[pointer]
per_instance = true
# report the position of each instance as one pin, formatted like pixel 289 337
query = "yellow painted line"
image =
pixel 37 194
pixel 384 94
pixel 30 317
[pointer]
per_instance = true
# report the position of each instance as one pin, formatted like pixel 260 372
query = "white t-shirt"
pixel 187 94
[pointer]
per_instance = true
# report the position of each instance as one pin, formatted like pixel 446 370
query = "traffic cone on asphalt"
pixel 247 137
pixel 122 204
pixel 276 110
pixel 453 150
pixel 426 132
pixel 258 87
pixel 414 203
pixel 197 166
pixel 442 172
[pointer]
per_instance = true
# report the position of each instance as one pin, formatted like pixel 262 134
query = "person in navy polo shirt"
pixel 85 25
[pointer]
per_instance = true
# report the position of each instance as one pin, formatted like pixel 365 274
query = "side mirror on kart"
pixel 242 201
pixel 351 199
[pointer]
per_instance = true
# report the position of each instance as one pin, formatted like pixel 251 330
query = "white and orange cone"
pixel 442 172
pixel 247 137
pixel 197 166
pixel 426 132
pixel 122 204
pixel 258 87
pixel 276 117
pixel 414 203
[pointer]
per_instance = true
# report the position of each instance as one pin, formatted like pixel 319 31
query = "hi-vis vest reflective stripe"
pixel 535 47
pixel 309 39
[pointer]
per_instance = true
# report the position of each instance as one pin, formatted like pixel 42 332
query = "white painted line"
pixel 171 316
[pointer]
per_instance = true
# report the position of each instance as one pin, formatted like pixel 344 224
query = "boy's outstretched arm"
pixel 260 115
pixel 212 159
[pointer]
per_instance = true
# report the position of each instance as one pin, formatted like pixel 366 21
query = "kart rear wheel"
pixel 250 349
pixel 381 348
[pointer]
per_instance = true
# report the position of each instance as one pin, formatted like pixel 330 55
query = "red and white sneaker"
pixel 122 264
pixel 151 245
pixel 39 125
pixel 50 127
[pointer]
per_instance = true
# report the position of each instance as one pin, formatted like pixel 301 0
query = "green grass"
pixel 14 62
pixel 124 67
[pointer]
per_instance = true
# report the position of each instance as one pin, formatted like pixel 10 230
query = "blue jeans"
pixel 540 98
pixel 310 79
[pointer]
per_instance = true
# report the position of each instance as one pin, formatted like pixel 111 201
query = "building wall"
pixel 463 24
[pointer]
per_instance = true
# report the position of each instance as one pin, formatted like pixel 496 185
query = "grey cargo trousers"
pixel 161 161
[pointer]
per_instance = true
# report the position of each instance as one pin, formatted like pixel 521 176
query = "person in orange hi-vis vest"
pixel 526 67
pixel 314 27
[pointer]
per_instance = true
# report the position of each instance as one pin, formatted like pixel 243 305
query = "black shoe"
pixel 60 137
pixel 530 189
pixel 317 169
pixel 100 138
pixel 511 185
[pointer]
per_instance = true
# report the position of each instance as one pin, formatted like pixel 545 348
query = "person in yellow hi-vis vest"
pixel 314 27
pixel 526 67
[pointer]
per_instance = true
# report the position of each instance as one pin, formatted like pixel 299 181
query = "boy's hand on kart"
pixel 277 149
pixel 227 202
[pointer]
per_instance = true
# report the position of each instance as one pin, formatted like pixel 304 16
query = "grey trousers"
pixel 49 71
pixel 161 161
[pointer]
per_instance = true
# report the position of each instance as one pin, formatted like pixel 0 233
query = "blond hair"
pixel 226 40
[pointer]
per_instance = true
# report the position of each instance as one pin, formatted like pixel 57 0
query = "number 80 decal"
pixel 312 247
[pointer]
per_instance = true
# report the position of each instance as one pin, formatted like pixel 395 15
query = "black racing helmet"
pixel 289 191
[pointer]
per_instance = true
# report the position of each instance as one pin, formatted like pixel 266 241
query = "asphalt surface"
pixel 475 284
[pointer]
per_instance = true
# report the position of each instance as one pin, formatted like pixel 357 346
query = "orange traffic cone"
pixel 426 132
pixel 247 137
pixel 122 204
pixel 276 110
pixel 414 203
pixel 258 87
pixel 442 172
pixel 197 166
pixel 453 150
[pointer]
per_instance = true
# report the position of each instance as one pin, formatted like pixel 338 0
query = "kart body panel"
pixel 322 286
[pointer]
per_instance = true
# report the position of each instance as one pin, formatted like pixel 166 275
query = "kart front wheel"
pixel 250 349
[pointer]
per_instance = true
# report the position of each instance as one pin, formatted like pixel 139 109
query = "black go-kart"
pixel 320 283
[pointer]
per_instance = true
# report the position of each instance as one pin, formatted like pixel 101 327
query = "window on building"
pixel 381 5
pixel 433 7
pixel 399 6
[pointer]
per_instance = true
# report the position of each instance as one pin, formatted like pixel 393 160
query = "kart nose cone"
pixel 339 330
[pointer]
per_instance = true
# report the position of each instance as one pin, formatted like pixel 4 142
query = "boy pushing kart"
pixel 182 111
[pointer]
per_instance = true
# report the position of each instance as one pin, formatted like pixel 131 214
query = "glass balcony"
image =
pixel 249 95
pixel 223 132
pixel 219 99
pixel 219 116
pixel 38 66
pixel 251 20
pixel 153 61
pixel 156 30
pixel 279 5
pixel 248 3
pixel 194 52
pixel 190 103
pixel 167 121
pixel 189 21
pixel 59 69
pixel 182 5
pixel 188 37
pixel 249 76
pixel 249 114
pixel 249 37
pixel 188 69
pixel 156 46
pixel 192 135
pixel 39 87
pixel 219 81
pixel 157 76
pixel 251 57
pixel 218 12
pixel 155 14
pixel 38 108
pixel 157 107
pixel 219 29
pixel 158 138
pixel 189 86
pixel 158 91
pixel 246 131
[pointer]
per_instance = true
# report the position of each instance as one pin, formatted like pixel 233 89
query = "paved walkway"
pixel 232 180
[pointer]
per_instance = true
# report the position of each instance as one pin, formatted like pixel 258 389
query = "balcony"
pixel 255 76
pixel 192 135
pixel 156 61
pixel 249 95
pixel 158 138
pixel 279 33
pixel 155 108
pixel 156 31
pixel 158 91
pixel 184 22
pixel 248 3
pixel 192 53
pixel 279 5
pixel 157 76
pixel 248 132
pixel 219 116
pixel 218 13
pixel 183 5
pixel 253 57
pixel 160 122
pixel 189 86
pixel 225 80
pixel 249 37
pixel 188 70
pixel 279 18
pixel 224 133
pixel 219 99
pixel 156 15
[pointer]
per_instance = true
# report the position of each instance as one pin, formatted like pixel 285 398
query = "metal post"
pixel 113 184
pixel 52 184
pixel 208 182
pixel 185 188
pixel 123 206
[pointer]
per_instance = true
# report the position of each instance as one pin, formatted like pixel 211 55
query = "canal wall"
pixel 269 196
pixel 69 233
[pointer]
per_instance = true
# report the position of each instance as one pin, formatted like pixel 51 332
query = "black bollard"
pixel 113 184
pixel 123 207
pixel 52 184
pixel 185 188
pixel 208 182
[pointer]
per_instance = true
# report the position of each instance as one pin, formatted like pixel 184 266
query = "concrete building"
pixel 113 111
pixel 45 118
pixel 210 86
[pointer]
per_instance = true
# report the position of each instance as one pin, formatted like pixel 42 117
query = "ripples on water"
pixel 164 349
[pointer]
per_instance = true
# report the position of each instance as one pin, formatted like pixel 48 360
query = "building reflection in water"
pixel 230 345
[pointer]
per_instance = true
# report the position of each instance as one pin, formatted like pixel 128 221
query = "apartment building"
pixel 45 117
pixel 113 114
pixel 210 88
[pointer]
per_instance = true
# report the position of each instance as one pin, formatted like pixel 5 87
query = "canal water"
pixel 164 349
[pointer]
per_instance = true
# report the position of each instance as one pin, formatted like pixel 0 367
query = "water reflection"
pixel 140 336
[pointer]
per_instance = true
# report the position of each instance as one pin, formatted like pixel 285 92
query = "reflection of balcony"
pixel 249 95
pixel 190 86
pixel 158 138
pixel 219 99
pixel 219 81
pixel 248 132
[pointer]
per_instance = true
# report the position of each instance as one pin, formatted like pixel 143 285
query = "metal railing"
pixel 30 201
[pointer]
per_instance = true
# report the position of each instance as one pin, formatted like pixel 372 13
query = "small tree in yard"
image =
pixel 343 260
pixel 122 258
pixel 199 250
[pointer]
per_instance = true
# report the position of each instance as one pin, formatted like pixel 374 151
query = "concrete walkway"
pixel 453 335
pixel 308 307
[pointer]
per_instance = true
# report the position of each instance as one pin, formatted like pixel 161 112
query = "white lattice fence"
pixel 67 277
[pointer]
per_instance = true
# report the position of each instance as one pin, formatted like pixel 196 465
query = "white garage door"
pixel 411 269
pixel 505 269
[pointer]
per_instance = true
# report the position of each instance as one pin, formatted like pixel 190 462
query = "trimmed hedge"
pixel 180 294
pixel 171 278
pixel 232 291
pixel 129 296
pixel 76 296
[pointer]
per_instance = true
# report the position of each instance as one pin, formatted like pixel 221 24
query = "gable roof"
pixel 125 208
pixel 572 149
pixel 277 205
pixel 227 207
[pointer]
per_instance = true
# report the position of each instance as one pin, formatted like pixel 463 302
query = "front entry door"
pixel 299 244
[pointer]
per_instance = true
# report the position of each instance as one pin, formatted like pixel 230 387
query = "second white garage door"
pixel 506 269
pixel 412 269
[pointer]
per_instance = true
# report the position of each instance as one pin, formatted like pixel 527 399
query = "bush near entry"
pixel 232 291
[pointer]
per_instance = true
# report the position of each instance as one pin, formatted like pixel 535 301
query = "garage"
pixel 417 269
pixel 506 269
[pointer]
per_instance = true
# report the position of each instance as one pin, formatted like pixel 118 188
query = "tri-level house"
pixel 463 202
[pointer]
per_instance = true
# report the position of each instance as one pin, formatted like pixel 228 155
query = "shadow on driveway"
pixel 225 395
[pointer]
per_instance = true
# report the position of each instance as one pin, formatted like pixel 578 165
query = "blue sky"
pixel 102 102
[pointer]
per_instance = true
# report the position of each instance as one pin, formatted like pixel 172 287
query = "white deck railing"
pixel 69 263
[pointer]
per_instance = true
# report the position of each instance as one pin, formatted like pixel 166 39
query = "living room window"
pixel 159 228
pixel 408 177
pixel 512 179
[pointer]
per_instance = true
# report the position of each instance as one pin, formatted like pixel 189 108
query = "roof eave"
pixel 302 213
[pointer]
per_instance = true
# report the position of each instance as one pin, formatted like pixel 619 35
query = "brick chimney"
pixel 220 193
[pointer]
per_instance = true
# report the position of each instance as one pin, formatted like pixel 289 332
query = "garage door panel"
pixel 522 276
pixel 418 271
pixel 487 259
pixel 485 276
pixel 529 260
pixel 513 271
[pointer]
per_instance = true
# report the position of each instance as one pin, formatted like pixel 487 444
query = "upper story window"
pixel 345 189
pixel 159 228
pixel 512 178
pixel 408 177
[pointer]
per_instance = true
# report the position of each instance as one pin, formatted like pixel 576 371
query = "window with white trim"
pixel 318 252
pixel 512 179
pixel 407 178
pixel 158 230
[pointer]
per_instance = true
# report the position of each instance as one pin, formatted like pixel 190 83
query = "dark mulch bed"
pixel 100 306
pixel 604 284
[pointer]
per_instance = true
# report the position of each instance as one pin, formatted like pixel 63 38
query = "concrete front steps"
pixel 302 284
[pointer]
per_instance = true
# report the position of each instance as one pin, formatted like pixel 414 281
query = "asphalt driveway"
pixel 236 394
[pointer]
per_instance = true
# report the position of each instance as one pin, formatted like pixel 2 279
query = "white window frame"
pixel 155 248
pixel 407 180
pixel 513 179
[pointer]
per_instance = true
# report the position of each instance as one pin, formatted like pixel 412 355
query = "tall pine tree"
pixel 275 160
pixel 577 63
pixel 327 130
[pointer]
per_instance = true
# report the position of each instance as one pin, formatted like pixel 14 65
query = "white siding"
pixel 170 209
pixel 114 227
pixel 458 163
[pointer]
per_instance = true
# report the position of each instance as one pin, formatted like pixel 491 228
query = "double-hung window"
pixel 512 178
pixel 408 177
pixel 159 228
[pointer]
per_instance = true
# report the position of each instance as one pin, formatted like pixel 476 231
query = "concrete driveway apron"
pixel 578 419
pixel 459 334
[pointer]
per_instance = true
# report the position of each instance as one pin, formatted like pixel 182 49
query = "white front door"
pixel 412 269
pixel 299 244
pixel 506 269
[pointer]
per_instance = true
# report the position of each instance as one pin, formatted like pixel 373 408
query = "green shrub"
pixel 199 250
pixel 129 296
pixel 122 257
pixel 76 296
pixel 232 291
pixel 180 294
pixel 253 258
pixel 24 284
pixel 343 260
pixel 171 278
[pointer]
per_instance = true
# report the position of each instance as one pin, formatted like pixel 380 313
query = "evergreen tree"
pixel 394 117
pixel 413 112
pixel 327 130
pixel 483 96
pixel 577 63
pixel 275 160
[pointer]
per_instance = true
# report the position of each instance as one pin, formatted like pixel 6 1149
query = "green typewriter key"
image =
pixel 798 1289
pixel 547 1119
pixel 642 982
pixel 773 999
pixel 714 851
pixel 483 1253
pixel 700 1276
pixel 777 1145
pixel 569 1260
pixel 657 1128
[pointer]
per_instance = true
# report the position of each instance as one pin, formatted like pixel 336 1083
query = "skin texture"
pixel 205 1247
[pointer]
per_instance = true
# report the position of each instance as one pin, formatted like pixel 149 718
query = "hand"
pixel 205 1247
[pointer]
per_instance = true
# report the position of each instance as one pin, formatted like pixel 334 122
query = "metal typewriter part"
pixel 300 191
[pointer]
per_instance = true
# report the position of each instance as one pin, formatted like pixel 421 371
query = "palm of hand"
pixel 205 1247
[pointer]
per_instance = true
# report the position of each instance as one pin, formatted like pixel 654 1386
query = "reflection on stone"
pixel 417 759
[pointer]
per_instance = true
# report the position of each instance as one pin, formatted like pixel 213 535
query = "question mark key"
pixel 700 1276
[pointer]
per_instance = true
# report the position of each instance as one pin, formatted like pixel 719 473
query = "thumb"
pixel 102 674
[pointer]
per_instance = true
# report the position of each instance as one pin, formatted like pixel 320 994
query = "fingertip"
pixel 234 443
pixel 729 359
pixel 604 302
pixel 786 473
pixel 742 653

◆ ◆ ◆

• AIM OF THE EXERCISE:
Copy the records from the start through the line containing "pixel 85 25", putting "gray t-shirt" wherever "white t-shirt" appears and leaving everything else unchanged.

• ANSWER TO THIS EXERCISE:
[pointer]
per_instance = true
# report the position of each instance as one pin, formatted like pixel 289 337
query = "yellow painted line"
image =
pixel 37 194
pixel 384 94
pixel 30 317
[pointer]
per_instance = true
# report the position of each instance as one pin, formatted like pixel 260 372
query = "gray t-shirt"
pixel 187 94
[pointer]
per_instance = true
# report the position of each instance as one pin, formatted like pixel 446 370
query = "traffic cone on asphalt"
pixel 247 137
pixel 122 204
pixel 276 110
pixel 453 150
pixel 426 132
pixel 258 87
pixel 414 203
pixel 197 166
pixel 442 172
[pointer]
per_instance = true
# report the position of each instance as one pin, formatted like pixel 262 134
query = "person in navy polo shirt"
pixel 85 25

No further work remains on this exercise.